* **BRIEF**
Write out this listing again in full, including the requests, but multiply each pixel coordinate in the answers by 1.05 and round to the nearest whole number, with halves rounded up. Do not include the pictures.

* **MATERIAL TO PROCESS**
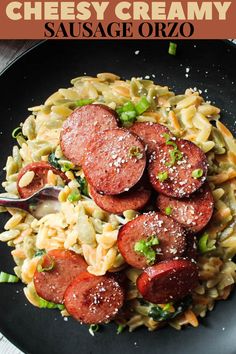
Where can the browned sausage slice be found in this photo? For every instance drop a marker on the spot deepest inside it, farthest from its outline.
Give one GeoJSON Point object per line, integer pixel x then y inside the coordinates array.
{"type": "Point", "coordinates": [51, 284]}
{"type": "Point", "coordinates": [175, 177]}
{"type": "Point", "coordinates": [168, 281]}
{"type": "Point", "coordinates": [194, 212]}
{"type": "Point", "coordinates": [150, 133]}
{"type": "Point", "coordinates": [170, 234]}
{"type": "Point", "coordinates": [81, 126]}
{"type": "Point", "coordinates": [94, 299]}
{"type": "Point", "coordinates": [135, 199]}
{"type": "Point", "coordinates": [191, 251]}
{"type": "Point", "coordinates": [40, 170]}
{"type": "Point", "coordinates": [114, 162]}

* **IN RESPONSE**
Where can the browned sausage slice be found in this photo? For every instance drop a marker on the spot deepest inside it, farthest from its outline.
Give one GeoJSON Point object per line, integer pixel x then y inside the coordinates array.
{"type": "Point", "coordinates": [54, 298]}
{"type": "Point", "coordinates": [184, 186]}
{"type": "Point", "coordinates": [176, 295]}
{"type": "Point", "coordinates": [204, 223]}
{"type": "Point", "coordinates": [158, 140]}
{"type": "Point", "coordinates": [179, 246]}
{"type": "Point", "coordinates": [85, 132]}
{"type": "Point", "coordinates": [99, 314]}
{"type": "Point", "coordinates": [142, 209]}
{"type": "Point", "coordinates": [201, 264]}
{"type": "Point", "coordinates": [42, 179]}
{"type": "Point", "coordinates": [120, 170]}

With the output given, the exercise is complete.